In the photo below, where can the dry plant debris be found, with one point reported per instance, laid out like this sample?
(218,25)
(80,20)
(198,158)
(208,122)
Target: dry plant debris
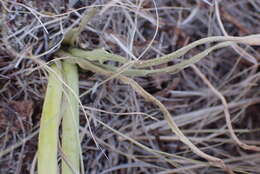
(137,30)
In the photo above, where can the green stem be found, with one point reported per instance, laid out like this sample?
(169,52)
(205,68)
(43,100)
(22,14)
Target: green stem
(70,121)
(48,136)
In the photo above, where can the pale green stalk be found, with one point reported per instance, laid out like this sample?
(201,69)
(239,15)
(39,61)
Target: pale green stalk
(48,136)
(70,121)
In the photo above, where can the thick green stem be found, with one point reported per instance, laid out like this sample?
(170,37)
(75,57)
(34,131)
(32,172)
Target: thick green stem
(48,136)
(70,121)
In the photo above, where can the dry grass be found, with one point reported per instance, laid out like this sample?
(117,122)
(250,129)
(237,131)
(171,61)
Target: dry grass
(136,30)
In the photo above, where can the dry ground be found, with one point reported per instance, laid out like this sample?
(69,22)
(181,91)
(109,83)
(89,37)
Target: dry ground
(133,28)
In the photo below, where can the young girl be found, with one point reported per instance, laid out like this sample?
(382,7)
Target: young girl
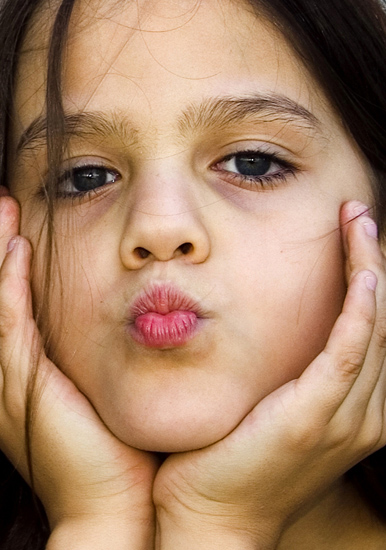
(194,357)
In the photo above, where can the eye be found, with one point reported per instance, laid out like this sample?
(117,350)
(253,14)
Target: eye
(255,167)
(85,179)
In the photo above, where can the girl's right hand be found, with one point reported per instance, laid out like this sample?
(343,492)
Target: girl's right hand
(95,489)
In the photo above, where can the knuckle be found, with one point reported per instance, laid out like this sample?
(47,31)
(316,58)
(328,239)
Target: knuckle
(350,362)
(380,331)
(8,319)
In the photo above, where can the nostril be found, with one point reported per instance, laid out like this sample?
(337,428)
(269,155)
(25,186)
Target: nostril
(142,252)
(186,248)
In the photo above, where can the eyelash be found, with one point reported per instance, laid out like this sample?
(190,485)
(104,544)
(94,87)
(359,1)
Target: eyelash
(270,181)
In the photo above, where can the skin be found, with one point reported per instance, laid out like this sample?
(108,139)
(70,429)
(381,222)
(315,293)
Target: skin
(298,254)
(173,189)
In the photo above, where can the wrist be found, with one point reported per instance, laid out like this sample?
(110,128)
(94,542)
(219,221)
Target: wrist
(196,531)
(101,533)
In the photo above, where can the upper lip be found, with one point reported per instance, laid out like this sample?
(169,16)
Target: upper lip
(163,298)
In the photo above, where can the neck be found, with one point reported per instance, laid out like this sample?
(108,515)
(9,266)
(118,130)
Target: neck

TASK OBJECTIVE:
Omit all pictures and repeat the rest of the records verbatim.

ANSWER AREA:
In the photo below, where can the dry plant debris be found, with one point reported per instance, laid out like this sample?
(218,25)
(80,20)
(198,158)
(208,122)
Target: dry plant debris
(137,30)
In the photo above, where can the green stem be found, with one point reported per instance, laid out like this sample?
(169,52)
(205,68)
(43,100)
(22,14)
Target: green stem
(70,121)
(48,136)
In the photo above, where can the pale green stalk be found, with one point reported per instance, laid out like this sample?
(201,69)
(239,15)
(39,61)
Target: pale green stalk
(48,136)
(70,121)
In the photo above, where can the thick green stem be found, with one point reported per instance, laid out like this sample?
(170,37)
(75,57)
(34,131)
(32,172)
Target: thick green stem
(48,136)
(70,121)
In the photo above, where can the dry grass be found, with one point reported per instance, laid out like this sample?
(117,122)
(250,129)
(237,131)
(171,61)
Target: dry grass
(136,30)
In the photo above, where can the dry ground be found, with one point reported per instance, laid out like this sample?
(69,22)
(181,91)
(109,83)
(89,37)
Target: dry ground
(133,28)
In the photo below, where can the young girl be found, with one point reported per instance, laid out like this sample?
(382,7)
Target: young girl
(194,357)
In the photo above, where can the eye be found, with one point reported per instance, laid out like this sample?
(117,350)
(253,14)
Target: eye
(255,167)
(85,179)
In the photo above, where can the girl's right hand be found, with one point reported per instance, laid out like this sample?
(343,492)
Target: girl's right hand
(95,489)
In the photo above, where can the knuckle be found, with one point reported per instance, laid out like this sample?
(47,31)
(316,58)
(328,239)
Target: knuckle
(350,362)
(380,331)
(8,319)
In the photo above, where can the nostril be found, with one point reported per instance, laid out like this sample?
(337,428)
(269,155)
(25,186)
Target: nostril
(142,252)
(186,248)
In the photo above, where can the eyelash be found, with one point reported per instance, laid out like this sample?
(190,485)
(104,544)
(94,87)
(359,1)
Target: eyelash
(270,181)
In the photo above, where can the skin be found, with one point reported per instance, laid out like this sample?
(108,139)
(70,429)
(381,222)
(315,293)
Target: skin
(298,254)
(173,189)
In the photo above, where can the wrist be found, with one point reported per instance, laid out like this sample?
(110,128)
(94,542)
(219,221)
Target: wrist
(196,531)
(101,533)
In the photo above, where can the upper lip be found, with one point reported per instance, laid out like this sample?
(169,16)
Target: upper lip
(163,298)
In the photo above, where can the neck be found, with one point reported per instance, laid out like this sample?
(108,515)
(9,266)
(118,130)
Target: neck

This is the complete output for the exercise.